WORK REQUIRED: Write out, word for word, every line in the data below from the one containing "Return them as" to the one containing "The fill rule is evenodd throughout.", both of them included.

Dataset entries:
──────────

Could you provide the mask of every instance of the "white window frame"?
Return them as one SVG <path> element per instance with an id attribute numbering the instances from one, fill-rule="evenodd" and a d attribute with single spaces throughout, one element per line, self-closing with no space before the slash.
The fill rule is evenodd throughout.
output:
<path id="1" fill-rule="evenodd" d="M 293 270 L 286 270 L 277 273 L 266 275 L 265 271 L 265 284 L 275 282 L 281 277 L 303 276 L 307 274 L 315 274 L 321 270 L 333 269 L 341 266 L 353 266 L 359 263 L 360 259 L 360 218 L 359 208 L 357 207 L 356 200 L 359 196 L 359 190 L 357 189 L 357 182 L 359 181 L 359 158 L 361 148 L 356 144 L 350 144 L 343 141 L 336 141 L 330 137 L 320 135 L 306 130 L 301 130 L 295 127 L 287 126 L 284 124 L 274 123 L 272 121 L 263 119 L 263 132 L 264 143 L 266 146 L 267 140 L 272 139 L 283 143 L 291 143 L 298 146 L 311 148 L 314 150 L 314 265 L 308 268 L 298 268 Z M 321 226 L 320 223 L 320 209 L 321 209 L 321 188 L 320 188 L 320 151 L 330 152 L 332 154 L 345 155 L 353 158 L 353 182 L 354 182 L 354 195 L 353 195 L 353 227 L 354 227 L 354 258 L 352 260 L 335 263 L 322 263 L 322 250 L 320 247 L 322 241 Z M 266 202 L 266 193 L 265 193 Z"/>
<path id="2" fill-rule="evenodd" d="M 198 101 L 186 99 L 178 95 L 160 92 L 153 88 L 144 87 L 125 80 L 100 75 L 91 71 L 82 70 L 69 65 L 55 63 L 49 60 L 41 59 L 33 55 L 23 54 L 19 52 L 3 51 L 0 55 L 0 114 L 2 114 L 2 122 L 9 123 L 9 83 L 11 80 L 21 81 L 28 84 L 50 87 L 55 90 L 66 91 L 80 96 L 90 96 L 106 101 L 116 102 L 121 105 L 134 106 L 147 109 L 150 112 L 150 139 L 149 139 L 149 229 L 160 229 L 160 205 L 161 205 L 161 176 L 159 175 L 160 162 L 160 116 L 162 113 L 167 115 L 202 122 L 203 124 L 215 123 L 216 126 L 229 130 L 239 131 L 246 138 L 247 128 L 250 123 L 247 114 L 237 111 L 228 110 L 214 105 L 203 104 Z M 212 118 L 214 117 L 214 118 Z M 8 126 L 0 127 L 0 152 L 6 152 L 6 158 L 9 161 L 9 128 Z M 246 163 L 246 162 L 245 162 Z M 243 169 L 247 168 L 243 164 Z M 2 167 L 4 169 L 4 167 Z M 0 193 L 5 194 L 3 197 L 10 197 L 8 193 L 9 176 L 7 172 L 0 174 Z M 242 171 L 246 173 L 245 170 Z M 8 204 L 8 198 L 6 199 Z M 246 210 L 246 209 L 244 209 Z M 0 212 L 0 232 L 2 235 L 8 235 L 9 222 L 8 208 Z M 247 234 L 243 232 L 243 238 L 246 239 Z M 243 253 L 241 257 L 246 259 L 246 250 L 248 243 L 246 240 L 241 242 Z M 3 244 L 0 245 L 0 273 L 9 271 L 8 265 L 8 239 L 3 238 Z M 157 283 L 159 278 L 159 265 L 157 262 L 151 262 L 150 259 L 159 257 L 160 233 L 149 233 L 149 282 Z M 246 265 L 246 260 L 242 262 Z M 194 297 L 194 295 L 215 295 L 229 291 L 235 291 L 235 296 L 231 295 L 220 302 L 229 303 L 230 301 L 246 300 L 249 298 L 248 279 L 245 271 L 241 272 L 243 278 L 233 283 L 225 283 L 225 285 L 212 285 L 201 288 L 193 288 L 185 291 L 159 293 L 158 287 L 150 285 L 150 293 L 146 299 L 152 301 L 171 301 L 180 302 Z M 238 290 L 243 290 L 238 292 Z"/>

──────────

WRITTEN SOLUTION:
Return them as one SVG <path> element per instance with an id attribute numbering the instances from one, fill-rule="evenodd" and a d attribute with single spaces throughout, one element per line, self-closing with no space before the slash.
The fill rule is evenodd throughout.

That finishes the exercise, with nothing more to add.